* _Énoncé du problème 1_
Résumez en quelques phrases le paragraphe de l'extrait fourni qui commence par « ALORS, D'UNE PART » en conservant ses faits principaux.

* _Extrait fourni_
# # # # # # #
ALORS, D'UNE PART, QU' l'objet du litige est déterminé par les prétentions respectives des parties ; que dans ses conclusions d'appel signifiées le 5 septembre 2008 (p. 16 § 7 à 9), la Société AP MOLLER MAERSK A/S sollicitait expressément l'annulation du contrat de transport, en raison de l'illicéité de son objet ; qu'en déboutant la Société AP MOLLER MARESK A/S de cette demande au motif qu'elle n'était pas fondée à solliciter l'annulation du contrat de vente des marchandises auquel elle n'était pas partie (arrêt attaqué, p. 7 § 2), la cour d'appel a dénaturé les écritures dont elle était saisie, violant ainsi l'article 4 du Code de procédure civile ;

ALORS, D'AUTRE PART, QU' un contrat est nul lorsque sa cause est illicite, soit qu'elle est prohibée par la loi, soit qu'elle est contraire aux bonnes moeurs ou à l'ordre public ; qu'en estimant que l'opération de transport de viande sous embargo au Ghana n'était pas illicite au motif que cet embargo avait été pris unilatéralement par l'Etat du Ghana, qu'il était dépourvu de force obligatoire pour les ressortissants des Etats tiers et qu'il ne se justifiait pas «aux yeux des représentants de l'Etat français» (arrêt attaqué, p. 7 § 3 à 5), cependant que l'embargo décrété par le Ghana était opposable à tous, y compris les parties au contrat de transport, la cour d'appel s'est déterminée par une motivation erronée et a violé les articles 1131 et 1133 du Code civil.
# # # # # # #
* _Extrait des données_
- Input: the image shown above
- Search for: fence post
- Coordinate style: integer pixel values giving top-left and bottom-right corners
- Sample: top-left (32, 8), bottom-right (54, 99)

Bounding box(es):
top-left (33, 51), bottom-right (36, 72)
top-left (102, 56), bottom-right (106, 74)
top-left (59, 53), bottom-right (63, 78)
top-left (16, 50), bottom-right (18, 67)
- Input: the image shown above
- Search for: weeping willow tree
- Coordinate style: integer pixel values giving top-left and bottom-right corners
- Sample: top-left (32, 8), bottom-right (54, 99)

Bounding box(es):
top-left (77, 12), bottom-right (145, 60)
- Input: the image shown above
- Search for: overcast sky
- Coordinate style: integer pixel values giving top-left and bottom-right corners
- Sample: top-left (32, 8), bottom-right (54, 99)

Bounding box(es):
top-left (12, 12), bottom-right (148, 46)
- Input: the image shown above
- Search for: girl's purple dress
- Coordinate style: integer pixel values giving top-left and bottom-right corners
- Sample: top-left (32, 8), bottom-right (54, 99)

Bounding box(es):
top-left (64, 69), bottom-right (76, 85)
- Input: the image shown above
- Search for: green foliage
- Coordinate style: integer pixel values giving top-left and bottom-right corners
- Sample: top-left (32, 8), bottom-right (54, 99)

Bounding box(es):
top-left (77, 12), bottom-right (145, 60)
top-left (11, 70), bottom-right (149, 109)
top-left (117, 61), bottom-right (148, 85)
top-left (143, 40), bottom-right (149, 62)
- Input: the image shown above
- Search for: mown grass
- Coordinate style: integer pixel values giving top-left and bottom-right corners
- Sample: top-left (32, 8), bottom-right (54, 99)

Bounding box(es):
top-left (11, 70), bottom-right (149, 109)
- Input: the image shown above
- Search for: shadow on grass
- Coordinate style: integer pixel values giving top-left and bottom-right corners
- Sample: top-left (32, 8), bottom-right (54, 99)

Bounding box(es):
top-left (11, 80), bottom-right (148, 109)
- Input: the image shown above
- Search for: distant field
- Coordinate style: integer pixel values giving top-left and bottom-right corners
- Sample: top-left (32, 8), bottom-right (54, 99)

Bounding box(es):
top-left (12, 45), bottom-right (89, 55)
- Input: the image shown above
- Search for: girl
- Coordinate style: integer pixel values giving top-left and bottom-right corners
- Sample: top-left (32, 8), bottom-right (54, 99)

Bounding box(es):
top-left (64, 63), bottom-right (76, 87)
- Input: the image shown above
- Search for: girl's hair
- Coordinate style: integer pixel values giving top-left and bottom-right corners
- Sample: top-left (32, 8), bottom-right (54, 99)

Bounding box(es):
# # # # # # #
* _Énoncé du problème 2_
Reprenez sans rien changer les lignes des rangées : partez de leur toute première ligne et arrêtez-vous après la ligne qui contient « top-left (143, 40), bottom-right (149, 62) », cette ligne comprise.

* _Résultat attendu 1_
L'objet du litige est fixé par les prétentions des parties. Dans ses conclusions d'appel signifiées le 5 septembre 2008 (p. 16 § 7 à 9), la Société AP MOLLER MAERSK A/S demandait expressément l'annulation du contrat de transport pour illicéité de son objet. La cour d'appel l'a déboutée au motif qu'elle ne pouvait demander l'annulation du contrat de vente des marchandises, auquel elle n'était pas partie (arrêt attaqué, p. 7 § 2). Elle a ainsi dénaturé les écritures dont elle était saisie et violé l'article 4 du Code de procédure civile.

* _Résultat attendu 2_
- Input: the image shown above
- Search for: fence post
- Coordinate style: integer pixel values giving top-left and bottom-right corners
- Sample: top-left (32, 8), bottom-right (54, 99)

Bounding box(es):
top-left (33, 51), bottom-right (36, 72)
top-left (102, 56), bottom-right (106, 74)
top-left (59, 53), bottom-right (63, 78)
top-left (16, 50), bottom-right (18, 67)
- Input: the image shown above
- Search for: weeping willow tree
- Coordinate style: integer pixel values giving top-left and bottom-right corners
- Sample: top-left (32, 8), bottom-right (54, 99)

Bounding box(es):
top-left (77, 12), bottom-right (145, 60)
- Input: the image shown above
- Search for: overcast sky
- Coordinate style: integer pixel values giving top-left and bottom-right corners
- Sample: top-left (32, 8), bottom-right (54, 99)

Bounding box(es):
top-left (12, 12), bottom-right (148, 46)
- Input: the image shown above
- Search for: girl's purple dress
- Coordinate style: integer pixel values giving top-left and bottom-right corners
- Sample: top-left (32, 8), bottom-right (54, 99)

Bounding box(es):
top-left (64, 69), bottom-right (76, 85)
- Input: the image shown above
- Search for: green foliage
- Coordinate style: integer pixel values giving top-left and bottom-right corners
- Sample: top-left (32, 8), bottom-right (54, 99)

Bounding box(es):
top-left (77, 12), bottom-right (145, 60)
top-left (11, 70), bottom-right (149, 109)
top-left (117, 61), bottom-right (148, 85)
top-left (143, 40), bottom-right (149, 62)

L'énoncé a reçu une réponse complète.